Material for the task:

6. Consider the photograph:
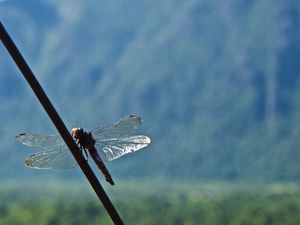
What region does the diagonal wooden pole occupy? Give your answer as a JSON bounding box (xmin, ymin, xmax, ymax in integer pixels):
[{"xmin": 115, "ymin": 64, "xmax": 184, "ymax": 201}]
[{"xmin": 0, "ymin": 21, "xmax": 125, "ymax": 225}]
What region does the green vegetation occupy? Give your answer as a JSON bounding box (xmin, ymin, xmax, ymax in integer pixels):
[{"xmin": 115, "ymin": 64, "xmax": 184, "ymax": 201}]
[{"xmin": 0, "ymin": 182, "xmax": 300, "ymax": 225}]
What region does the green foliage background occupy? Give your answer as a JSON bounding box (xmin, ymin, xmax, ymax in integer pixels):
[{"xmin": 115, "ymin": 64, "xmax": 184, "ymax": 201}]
[{"xmin": 1, "ymin": 182, "xmax": 300, "ymax": 225}]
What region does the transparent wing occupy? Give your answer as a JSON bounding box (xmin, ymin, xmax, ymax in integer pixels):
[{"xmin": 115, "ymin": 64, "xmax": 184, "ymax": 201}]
[
  {"xmin": 16, "ymin": 132, "xmax": 64, "ymax": 149},
  {"xmin": 92, "ymin": 115, "xmax": 150, "ymax": 161},
  {"xmin": 95, "ymin": 135, "xmax": 151, "ymax": 161},
  {"xmin": 25, "ymin": 146, "xmax": 78, "ymax": 169},
  {"xmin": 91, "ymin": 115, "xmax": 143, "ymax": 140}
]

Required action:
Note each line above that holds "green", then copy all of them.

Answer to the exercise:
What region does the green vegetation occupy? Give your answer as a JSON bounding box (xmin, ymin, xmax, ymax in integer pixels):
What region does the green foliage background occupy? Give your answer as a JSON bounding box (xmin, ymin, xmax, ymax in integer pixels):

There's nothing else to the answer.